** Start of Data shown **

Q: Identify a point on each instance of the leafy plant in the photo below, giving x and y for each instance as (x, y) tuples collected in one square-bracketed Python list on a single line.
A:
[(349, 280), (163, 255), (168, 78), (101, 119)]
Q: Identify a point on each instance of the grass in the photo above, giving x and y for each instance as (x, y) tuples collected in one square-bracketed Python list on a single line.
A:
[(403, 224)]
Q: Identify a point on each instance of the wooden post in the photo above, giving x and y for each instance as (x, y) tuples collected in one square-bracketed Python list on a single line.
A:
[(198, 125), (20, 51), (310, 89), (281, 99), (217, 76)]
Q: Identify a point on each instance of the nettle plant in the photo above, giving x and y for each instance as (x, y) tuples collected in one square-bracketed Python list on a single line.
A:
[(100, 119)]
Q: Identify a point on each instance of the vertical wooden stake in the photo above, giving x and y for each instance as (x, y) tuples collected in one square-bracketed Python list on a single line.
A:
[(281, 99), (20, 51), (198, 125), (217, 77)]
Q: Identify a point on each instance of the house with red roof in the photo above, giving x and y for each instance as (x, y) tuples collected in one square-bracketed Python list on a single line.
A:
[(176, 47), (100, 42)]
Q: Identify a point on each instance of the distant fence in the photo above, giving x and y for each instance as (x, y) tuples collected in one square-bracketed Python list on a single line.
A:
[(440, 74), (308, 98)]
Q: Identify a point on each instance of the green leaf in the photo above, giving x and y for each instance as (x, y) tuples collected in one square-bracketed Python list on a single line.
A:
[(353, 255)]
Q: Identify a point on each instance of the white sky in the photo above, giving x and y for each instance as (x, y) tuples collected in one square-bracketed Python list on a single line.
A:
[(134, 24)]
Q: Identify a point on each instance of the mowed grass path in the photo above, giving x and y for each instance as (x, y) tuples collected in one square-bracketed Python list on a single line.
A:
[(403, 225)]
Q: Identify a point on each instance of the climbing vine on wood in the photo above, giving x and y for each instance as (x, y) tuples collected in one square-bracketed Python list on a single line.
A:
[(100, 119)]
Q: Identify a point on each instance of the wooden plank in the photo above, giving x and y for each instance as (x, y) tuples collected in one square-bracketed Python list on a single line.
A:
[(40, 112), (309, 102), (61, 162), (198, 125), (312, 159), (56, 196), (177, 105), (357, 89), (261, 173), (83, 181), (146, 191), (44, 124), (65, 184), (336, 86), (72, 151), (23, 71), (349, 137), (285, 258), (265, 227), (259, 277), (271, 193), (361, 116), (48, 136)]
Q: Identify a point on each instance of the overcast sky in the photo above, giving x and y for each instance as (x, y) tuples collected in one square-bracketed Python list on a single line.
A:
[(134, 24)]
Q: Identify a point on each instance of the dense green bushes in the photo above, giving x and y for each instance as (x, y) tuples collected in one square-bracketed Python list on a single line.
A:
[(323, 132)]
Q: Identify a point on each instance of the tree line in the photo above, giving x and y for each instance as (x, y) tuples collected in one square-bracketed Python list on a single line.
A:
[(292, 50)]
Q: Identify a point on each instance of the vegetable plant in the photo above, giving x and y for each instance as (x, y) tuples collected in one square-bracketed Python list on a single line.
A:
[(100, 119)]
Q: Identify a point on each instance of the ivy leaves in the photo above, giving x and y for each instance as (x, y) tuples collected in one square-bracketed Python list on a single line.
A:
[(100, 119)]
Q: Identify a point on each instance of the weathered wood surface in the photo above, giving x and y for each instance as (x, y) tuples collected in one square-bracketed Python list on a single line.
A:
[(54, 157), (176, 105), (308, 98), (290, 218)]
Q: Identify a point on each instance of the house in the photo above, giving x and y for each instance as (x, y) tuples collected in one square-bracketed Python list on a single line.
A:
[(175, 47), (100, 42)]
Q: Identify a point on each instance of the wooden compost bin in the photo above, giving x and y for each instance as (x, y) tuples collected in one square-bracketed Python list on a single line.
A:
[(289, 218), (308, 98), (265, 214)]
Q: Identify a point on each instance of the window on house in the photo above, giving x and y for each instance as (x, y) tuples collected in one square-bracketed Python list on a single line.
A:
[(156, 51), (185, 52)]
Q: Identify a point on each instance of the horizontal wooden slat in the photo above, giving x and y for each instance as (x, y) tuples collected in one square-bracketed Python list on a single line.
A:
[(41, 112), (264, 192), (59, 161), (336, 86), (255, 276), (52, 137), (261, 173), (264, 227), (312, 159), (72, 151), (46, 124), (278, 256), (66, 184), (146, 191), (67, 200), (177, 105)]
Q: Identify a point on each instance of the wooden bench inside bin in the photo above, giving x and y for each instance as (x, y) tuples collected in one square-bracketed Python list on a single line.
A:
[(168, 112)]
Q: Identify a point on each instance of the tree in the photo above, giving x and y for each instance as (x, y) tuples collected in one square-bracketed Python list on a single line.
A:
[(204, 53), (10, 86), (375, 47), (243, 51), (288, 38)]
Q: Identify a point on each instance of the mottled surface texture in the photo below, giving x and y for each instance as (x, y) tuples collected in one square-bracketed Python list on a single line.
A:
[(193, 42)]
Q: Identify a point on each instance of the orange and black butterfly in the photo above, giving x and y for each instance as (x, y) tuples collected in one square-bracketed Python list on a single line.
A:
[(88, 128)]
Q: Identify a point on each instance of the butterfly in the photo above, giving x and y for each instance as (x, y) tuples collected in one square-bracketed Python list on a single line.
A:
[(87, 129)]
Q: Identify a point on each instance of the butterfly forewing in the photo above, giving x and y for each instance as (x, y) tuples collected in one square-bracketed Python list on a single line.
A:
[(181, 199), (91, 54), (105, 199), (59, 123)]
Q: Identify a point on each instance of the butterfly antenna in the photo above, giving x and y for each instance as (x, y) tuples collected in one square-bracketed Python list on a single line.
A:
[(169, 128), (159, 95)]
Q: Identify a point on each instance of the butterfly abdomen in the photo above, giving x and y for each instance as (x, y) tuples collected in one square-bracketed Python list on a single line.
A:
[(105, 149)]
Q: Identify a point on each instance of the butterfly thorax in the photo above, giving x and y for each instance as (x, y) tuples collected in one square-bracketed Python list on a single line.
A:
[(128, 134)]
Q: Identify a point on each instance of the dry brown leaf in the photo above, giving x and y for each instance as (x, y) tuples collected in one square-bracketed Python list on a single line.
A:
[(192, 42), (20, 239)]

** End of Data shown **

Work to complete: Could you print every line of the material above again, word for word and unchanged?

Finished exercise:
Q: Identify a point on each instance of the leafy plant in the photo below, giving x and y for each instance as (x, y) tuples collected in one square-bracketed Python list on a single line.
A:
[(349, 280), (163, 255), (168, 78), (101, 119)]
Q: Identify a point on each instance of the grass in the photo above, giving x and y for each instance as (x, y) tuples collected in one square-bracketed Python list on a single line.
A:
[(403, 224)]
Q: Identify a point on each instance of the wooden post in the photo above, giving x and y for each instance as (x, y) tuples collected in one square-bracketed Python list on a single line.
A:
[(198, 125), (20, 51), (310, 89), (281, 99), (217, 76)]
Q: Identify a point on each instance of the nettle plant in the photo above, giving x and y for each instance as (x, y) tuples collected in one square-bracketed Python list on a single line.
A:
[(100, 119)]
Q: Identify a point on each instance of the vertical wooden stake in the photo above, giving x and y for each instance as (x, y) tuples collected in one square-bracketed Python list on a single line.
A:
[(281, 99), (20, 51), (198, 125), (217, 77)]
Q: Identify a point on each instance of the house with red roof in the photo above, giving x and y for each instance as (x, y) tuples collected in one square-bracketed Python list on a single line.
A:
[(176, 47), (100, 42)]
Q: Identify a point on each instance of the distant fence in the photo above, giving x and y for each instance as (x, y) tuples collected in one square-bracketed Python list on a single line.
A:
[(440, 74), (308, 98)]
Q: Identify a point on each instance of the green leaf in the photo above, giving x and y for each instance as (x, y) tuples collected in one square-bracketed Python list on a single line.
A:
[(353, 255)]
Q: Identify a point on each instance of the white sky in the photo above, giving x and y for each instance as (x, y) tuples collected in one square-bracketed Python list on a single line.
A:
[(134, 24)]
Q: Identify a point on each instance of the mowed grass path in the photo above, giving x and y for each instance as (x, y) tuples collected in one square-bracketed Python list on a single line.
A:
[(403, 225)]
Q: Identify a point on each instance of the climbing vine on wood in the photo above, giving x and y for each instance as (x, y) tuples collected in one square-bracketed Python list on a single line.
A:
[(100, 119)]
Q: Identify a point on each instance of the wooden plank in the photo above, giving x and y for each instance as (x, y) tuples collected in one square-bracketed Python list on a single line.
A:
[(40, 112), (309, 102), (61, 162), (198, 125), (312, 159), (56, 196), (177, 105), (357, 89), (261, 173), (83, 181), (146, 191), (44, 124), (65, 184), (336, 86), (72, 151), (23, 71), (349, 137), (285, 258), (265, 227), (259, 277), (271, 193), (361, 116), (48, 136)]
Q: Identify a point on each instance of the overcast sky in the photo above, giving x and y for each instance as (x, y) tuples collected in one square-bracketed Python list on a single line.
A:
[(134, 24)]
Q: Identify a point on each instance of the dense green bushes in the photo above, giving x and y for each instance as (x, y) tuples collected in one square-bracketed Python list on a single line.
A:
[(323, 132)]
Q: Identify a point on each instance of the tree line in the photo above, giving x and y for each instance as (x, y) tuples collected in one square-bracketed Python list on a single line.
A:
[(292, 50)]
Q: Identify a point on each instance of the vegetable plant in the photo above, giving x and y for each instance as (x, y) tuples collected in one square-bracketed Python list on a single line.
A:
[(100, 119)]
Q: Identify a point on each instance of the ivy leaves in the photo above, giving x and y for each instance as (x, y) tuples collected in one square-bracketed Python list on a single line.
A:
[(100, 119)]
Q: Identify a point on each instance of the weathered wood surface in the photo above, giving x and y for each instance as (x, y) tuples collected in one square-bracketed Python list on a single line.
A:
[(54, 157), (176, 105), (308, 98), (290, 218)]
Q: Identify a point on each instance of the house in the photo above, giving x and y for each instance as (x, y) tuples collected in one square-bracketed Python list on a single line.
A:
[(175, 47), (100, 42)]
Q: Identify a point on each instance of the wooden compost bin in the photo above, giving x and y for each instance as (x, y) tuples collected in one square-bracketed Python list on a single line.
A:
[(289, 218), (308, 98), (265, 214)]
Q: Identify a point on each instance of the window on house in the photo above, giving x and y for each instance as (x, y) tuples collected in one square-bracketed Python list on a single line.
A:
[(156, 51), (185, 52)]
Q: Identify a point on each instance of the horizontal wooden slat in the photo above, giving x and y for each instance as (x, y) tuples collected in one square-bracketed Python list on a single line.
A:
[(41, 112), (264, 192), (59, 161), (336, 86), (255, 276), (52, 137), (261, 173), (264, 227), (312, 159), (72, 151), (46, 124), (278, 256), (66, 184), (146, 191), (67, 200), (177, 105)]
Q: Identify a point on each instance of the wooden bench inside bin in the photo above, giving x and y for each instance as (x, y) tuples collected in one square-bracketed Python list on a single line.
A:
[(168, 112)]
Q: Identify a point on each instance of the tree in the photo above, giving x and y for each instance as (x, y) tuples collected in one square-bracketed Python list on a single line.
A:
[(204, 53), (10, 86), (375, 47), (243, 51), (288, 38)]
Q: Identify a point on each instance of the mottled surface texture in the photo below, giving x and y for each instance as (x, y) tuples collected in one square-bracketed Python list on a single line.
A:
[(193, 42)]
Q: Identify a point on each instance of the orange and black butterfly in the photo above, giving x and y for each instance as (x, y) tuples collected in one square-bracketed Python list on a single line.
A:
[(88, 128)]
Q: Identify a point on each instance of the butterfly in the photo above, giving x and y for each instance as (x, y) tuples collected in one square-bracketed Python list on a single line.
A:
[(87, 129)]
Q: Identify a point on each instance of the butterfly forewing in the photo above, giving x and y for each instance as (x, y) tuples collected in one square-bracketed Python list on a single line.
A:
[(181, 199), (91, 54), (105, 199), (59, 123)]
Q: Identify a point on each instance of the butterfly antenna in the photo above, giving x and y for each instance as (x, y) tuples collected in one square-bracketed Python list on a single line.
A:
[(169, 128), (159, 95)]
Q: Identify a point on each instance of the butterfly abdomen in the photo above, giving x and y for each instance as (x, y) tuples collected in one square-bracketed Python list on a single line.
A:
[(105, 149)]
Q: Identify a point on each instance of the butterfly thorax in the photo above, giving x and y for each instance as (x, y) tuples collected in one square-bracketed Python list on a single line.
A:
[(128, 134)]
Q: Identify a point on each instance of the dry brown leaf in the photo above, giving x and y for each instance as (x, y) tuples collected in one square-bracketed Python list on a single line.
A:
[(192, 42), (20, 239)]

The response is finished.